**Segmentation mask data**
[Start of section]

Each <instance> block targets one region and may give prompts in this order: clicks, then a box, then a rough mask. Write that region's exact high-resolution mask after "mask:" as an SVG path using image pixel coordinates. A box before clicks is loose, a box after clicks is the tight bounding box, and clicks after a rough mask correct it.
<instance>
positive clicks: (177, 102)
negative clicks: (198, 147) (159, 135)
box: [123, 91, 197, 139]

[End of section]

**Directions for this task**
Provide a verbatim reproduction of all the records.

**Result of this exercise**
Each <instance> block targets one region and may give prompts in this order: clicks, then a box, then a rough mask. Write that region's exact high-resolution mask after "mask:" as an SVG path using image pixel coordinates. A box before clicks is loose, a box after clicks is the tight bounding box, and clicks after a rough mask correct it.
<instance>
positive clicks: (177, 102)
negative clicks: (198, 147) (159, 135)
box: [123, 91, 197, 139]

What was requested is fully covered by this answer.